═══ Provided records ═══
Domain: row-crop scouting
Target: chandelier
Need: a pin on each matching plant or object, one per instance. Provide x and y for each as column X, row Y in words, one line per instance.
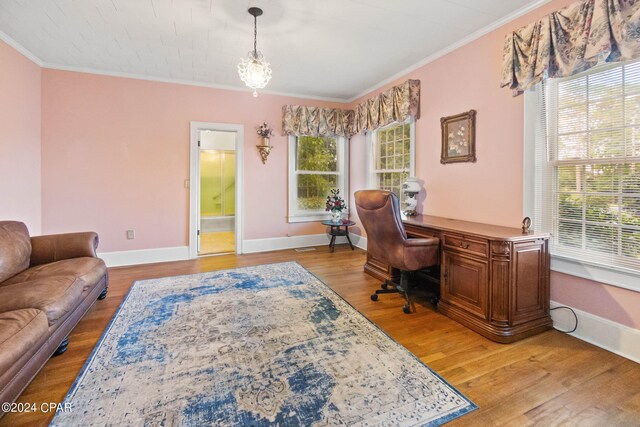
column 254, row 71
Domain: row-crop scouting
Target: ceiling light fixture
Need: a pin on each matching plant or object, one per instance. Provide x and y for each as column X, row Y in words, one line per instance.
column 254, row 71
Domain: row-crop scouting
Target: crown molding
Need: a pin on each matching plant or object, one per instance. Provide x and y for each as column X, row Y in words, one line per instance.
column 88, row 70
column 17, row 46
column 470, row 38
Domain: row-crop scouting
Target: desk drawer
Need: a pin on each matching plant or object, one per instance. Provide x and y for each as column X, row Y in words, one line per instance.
column 467, row 244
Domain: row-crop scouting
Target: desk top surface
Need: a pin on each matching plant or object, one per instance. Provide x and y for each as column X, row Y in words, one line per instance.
column 471, row 228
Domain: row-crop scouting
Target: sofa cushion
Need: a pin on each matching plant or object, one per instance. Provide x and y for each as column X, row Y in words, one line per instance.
column 55, row 288
column 15, row 248
column 20, row 332
column 88, row 269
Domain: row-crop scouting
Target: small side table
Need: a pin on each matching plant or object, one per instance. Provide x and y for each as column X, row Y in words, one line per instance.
column 337, row 230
═══
◆ **Exercise prompt**:
A complete answer reproduces every line of the records in which the word "Target" occurs.

◆ **Output below**:
Target: chandelier
Target: ceiling light fixture
Target: crown molding
Target: desk drawer
Target: desk top surface
Target: sofa cushion
Target: small side table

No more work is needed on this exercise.